**What the task asks:** Return the records below word for word.

**Entries shown:**
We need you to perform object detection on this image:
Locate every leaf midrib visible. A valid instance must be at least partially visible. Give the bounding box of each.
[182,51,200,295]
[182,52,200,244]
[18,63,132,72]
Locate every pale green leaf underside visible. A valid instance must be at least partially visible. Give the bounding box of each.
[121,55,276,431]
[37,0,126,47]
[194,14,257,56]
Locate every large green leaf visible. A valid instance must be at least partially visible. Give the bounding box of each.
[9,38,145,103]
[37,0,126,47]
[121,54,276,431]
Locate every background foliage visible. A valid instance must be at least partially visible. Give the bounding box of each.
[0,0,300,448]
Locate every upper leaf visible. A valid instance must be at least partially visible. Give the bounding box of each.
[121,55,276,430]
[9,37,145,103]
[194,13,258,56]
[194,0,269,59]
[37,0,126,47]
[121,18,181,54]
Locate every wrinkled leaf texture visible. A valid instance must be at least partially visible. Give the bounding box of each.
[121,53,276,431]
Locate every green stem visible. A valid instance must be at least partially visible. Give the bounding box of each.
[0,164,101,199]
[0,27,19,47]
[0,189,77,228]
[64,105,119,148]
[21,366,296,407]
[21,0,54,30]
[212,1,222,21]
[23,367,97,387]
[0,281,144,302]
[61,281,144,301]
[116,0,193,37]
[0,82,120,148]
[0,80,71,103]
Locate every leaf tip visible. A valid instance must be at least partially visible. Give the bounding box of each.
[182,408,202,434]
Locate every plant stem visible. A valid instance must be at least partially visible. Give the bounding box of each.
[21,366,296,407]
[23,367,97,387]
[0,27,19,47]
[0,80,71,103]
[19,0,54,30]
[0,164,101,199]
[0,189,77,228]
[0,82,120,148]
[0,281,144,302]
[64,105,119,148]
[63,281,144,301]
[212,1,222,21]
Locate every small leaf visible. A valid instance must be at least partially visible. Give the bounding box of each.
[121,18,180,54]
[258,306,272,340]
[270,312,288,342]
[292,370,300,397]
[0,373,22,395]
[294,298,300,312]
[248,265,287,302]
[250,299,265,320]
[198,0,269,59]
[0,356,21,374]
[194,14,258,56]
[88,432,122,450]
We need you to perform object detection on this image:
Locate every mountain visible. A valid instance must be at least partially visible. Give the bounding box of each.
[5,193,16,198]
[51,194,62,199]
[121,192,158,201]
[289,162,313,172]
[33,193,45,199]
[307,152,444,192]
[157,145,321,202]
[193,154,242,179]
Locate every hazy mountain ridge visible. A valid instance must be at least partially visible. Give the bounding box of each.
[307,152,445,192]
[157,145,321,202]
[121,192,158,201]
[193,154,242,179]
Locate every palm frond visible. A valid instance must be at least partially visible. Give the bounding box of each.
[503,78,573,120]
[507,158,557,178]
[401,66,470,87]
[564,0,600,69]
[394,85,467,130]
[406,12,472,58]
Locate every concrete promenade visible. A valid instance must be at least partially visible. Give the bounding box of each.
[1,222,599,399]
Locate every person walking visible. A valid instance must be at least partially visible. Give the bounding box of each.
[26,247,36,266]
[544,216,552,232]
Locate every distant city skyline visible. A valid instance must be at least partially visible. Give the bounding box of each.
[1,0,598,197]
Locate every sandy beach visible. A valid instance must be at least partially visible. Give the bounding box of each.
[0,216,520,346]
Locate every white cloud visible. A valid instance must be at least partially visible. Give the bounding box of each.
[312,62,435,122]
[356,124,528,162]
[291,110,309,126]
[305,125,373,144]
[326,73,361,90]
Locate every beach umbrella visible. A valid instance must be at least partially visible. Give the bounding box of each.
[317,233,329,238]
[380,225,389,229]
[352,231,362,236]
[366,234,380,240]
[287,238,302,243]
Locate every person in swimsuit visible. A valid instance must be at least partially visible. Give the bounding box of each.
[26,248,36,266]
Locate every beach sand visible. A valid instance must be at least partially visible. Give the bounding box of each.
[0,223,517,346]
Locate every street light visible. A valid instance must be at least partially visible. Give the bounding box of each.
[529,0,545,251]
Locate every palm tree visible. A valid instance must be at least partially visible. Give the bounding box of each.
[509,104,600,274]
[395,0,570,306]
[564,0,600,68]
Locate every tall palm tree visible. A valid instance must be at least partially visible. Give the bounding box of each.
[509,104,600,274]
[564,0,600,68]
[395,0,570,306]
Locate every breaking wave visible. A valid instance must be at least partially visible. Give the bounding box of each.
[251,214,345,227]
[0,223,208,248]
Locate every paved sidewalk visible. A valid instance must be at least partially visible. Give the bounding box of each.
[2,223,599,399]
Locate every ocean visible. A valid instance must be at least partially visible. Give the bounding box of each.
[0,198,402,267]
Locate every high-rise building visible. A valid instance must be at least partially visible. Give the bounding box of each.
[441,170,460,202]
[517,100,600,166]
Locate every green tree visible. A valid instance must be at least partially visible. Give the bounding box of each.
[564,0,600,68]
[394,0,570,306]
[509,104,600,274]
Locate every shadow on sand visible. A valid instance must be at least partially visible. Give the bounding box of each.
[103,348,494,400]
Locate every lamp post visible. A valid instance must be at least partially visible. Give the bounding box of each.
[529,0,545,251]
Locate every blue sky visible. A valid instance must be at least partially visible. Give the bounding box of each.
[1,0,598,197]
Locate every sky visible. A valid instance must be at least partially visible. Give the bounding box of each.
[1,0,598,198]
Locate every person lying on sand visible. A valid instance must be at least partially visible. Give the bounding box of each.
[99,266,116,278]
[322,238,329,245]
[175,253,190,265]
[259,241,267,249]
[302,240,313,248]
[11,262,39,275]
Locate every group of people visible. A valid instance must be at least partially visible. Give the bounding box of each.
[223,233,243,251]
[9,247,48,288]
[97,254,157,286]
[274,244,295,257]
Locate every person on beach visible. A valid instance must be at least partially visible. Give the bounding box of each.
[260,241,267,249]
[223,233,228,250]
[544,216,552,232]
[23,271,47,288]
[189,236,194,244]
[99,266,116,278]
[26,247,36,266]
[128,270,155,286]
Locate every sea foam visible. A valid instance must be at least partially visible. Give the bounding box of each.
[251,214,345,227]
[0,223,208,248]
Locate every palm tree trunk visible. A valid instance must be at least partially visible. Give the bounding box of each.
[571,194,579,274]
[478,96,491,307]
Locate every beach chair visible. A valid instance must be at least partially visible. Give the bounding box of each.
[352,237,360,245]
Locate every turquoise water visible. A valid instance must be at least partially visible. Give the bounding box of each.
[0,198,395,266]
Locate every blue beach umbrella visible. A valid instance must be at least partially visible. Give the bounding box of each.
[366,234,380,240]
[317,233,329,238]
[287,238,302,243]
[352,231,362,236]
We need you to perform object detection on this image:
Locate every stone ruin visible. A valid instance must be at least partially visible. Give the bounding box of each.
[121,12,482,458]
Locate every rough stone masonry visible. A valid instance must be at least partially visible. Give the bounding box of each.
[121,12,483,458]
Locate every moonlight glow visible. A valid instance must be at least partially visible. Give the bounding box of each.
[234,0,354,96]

**Task result:**
We need you to perform object detection on this image:
Locate every leaf midrib visible. A valid instance must be at least partially visible. Give the bounding box of each.
[182,51,200,295]
[182,52,200,244]
[18,63,132,72]
Locate every pale green leaf underside visible. A valid instance must be at least partially visible. Give the bounding box of each.
[121,55,276,431]
[37,0,126,47]
[194,14,257,56]
Locate every large green leaf visible. A valid instance must be at least partially visible. Give the bounding box of each.
[9,38,145,103]
[37,0,126,47]
[121,54,276,431]
Locate every background foliage visible. A valid instance must be at least partially visible. Give the bounding box of each.
[0,0,300,448]
Locate every upper leaf visible. A valid instance must be at least partially visible. Give the bounding box of each.
[121,55,276,430]
[9,37,145,103]
[194,13,258,56]
[194,0,269,59]
[37,0,126,47]
[121,18,181,54]
Locate every wrinkled leaf texture visible. A valid instance must be at least partially visible. Give the bounding box of each.
[121,53,276,431]
Locate every green stem visible. A valid instance must be at least partially visible. Give the bounding box of each.
[0,164,101,199]
[0,27,19,47]
[0,189,77,228]
[64,105,119,148]
[21,366,296,407]
[21,0,54,30]
[212,1,222,21]
[23,367,97,387]
[0,281,144,302]
[61,281,144,301]
[116,0,193,37]
[0,82,120,148]
[0,80,71,103]
Locate every leaf tip visible. A valid instance must be at least partially visible. Give the bounding box of each.
[182,408,202,434]
Locate every plant stem visible. A valid instance must be at least partially visible. Give the bounding box of each.
[21,366,296,407]
[23,367,97,387]
[0,27,19,47]
[0,80,71,103]
[19,0,54,30]
[0,164,101,199]
[0,189,77,228]
[0,82,120,148]
[0,281,144,302]
[64,105,119,148]
[63,281,144,301]
[212,1,222,21]
Locate every small leaf visible. A valid instance must be at least partially visible. Give the bounding box of each.
[121,18,180,54]
[258,306,272,340]
[270,312,288,342]
[292,370,300,397]
[0,373,22,395]
[294,298,300,312]
[248,265,287,302]
[250,299,265,320]
[198,0,269,59]
[0,356,21,374]
[194,14,258,56]
[88,432,122,450]
We need you to perform object detection on this image:
Locate every mountain visible. A valid instance must be at least partially visible. Give the bounding box of each.
[5,193,16,198]
[51,194,62,199]
[121,192,158,201]
[289,162,313,172]
[33,193,45,199]
[307,152,444,192]
[157,145,321,202]
[193,154,242,179]
Locate every hazy mountain ridge visible. A valid instance must be at least partially visible. Give the bounding box of each.
[307,152,445,192]
[157,145,321,202]
[121,192,158,201]
[193,154,242,179]
Locate every palm frond visible. A valid instance must be at least partially visible. Give the bounding box of each.
[503,78,573,120]
[507,158,557,178]
[401,66,470,87]
[564,0,600,69]
[394,85,467,130]
[406,12,472,58]
Locate every concrete promenade visible. A valid instance must be at least partially visible. Give the bounding box of each.
[1,222,599,399]
Locate every person walking visible. A valid instance must be at least partially visible. Give the bounding box of each.
[26,247,36,266]
[544,216,552,232]
Locate every distant city skyline visible. A valid instance must be at least partially visible. Give the bounding box of each.
[1,0,598,197]
Locate every sandy beach visible. A valid instance must be at least partially visible. Give the bounding box of each.
[0,216,520,346]
Locate every white cloud visible. A valid instance must be at least partially visible. Give the bounding box of each.
[312,62,435,122]
[356,124,528,162]
[291,110,309,126]
[305,125,373,144]
[326,73,361,90]
Locate every beach umbrella visible. A valid instance must be at least partially visible. Give the bounding box of each.
[317,233,329,238]
[380,225,389,229]
[352,231,362,236]
[366,234,380,240]
[287,238,302,243]
Locate every person in swimsuit visible. A valid instance must be at least partially visible. Give the bounding box of each.
[26,248,36,266]
Locate every beach sand visible. A valid instance must be at least partially visible. Give the bounding box of each.
[0,223,517,346]
Locate every street light visible. A valid instance must be at least partially visible. Give the bounding box of each.
[529,0,545,251]
Locate every palm tree visible. A valid instance must be at least partially visible. Give the bounding box of each.
[509,104,600,274]
[395,0,570,306]
[564,0,600,68]
Locate every tall palm tree visible. A valid instance must be at least partially visible. Give the bounding box of each.
[509,104,600,274]
[564,0,600,68]
[395,0,570,306]
Locate every breaking wave visible. A valid instance must be at least partially visible. Give the bounding box of each.
[251,214,345,227]
[0,223,208,248]
Locate every paved sidewalk visible. A valid instance must be at least partially visible. Give the bounding box of each.
[2,223,599,399]
Locate every ocean visible. A valid instance must be at least partially visible. Give the bounding box of each.
[0,198,402,267]
Locate every high-rise building visible. A valid instance must be at least partially visible. Give the bounding box of each.
[441,170,460,202]
[517,100,600,166]
Locate every green tree visible. A valid instance must be at least partially visible. Give the bounding box of each.
[564,0,600,68]
[394,0,570,306]
[509,104,600,274]
Locate every shadow on sand visible. A valid instance must be at least partially visible. Give the bounding box of each.
[103,348,494,400]
Locate every lamp post visible. A valid instance must be at least partially visible. Give the bounding box of each.
[529,0,545,251]
Locate every blue sky visible. A valid instance must be at least partially visible. Give the bounding box of each.
[1,0,598,197]
Locate every sky visible. A valid instance must be at least partially visible. Give the bounding box of each.
[1,0,598,198]
Locate every person lying on sand visible. A valid instance must be at least partially visible. Give the bounding box of each.
[99,266,116,278]
[322,238,329,245]
[175,253,190,265]
[259,241,267,249]
[302,240,313,248]
[11,262,39,275]
Locate every group of people visible. A valid instance must be at least partially visible. Give the bounding box of each.
[223,233,243,251]
[9,247,48,288]
[97,254,157,286]
[274,244,295,257]
Locate every person on beach visible. A valid instance must be at least partially visible. Give the bounding box of each.
[260,241,267,249]
[223,233,228,250]
[544,216,552,232]
[23,271,47,288]
[189,236,194,244]
[99,266,116,278]
[26,247,36,266]
[128,270,155,286]
Locate every sea foam visible. A valid instance must be at least partially visible. Give the bounding box of each.
[251,214,345,227]
[0,223,208,248]
Locate every palm tree trunk visible. A valid instance must be at least partially visible. Give the bounding box of each.
[571,194,579,274]
[478,96,491,307]
Locate every beach chair visible. A valid instance must be at least partially visible. Give the bounding box of each.
[352,237,360,245]
Locate every turquoise water visible. A valid instance must be at least partially visible. Give the bounding box of each.
[0,198,395,266]
Locate every blue beach umbrella visible. A valid instance must be at least partially visible. Give the bounding box of each.
[366,234,380,240]
[317,233,329,238]
[287,238,302,243]
[352,231,362,236]
We need you to perform object detection on this image:
Locate every stone ruin visible. A valid instance must be at least partially visible. Give the bounding box of each.
[121,12,482,458]
Locate every rough stone masonry visible. A valid instance must be at least partially visible. Give the bounding box of each.
[121,12,483,458]
Locate every moonlight glow visible. A valid instance must be at least partially visible. Give the bounding box of each.
[234,0,354,96]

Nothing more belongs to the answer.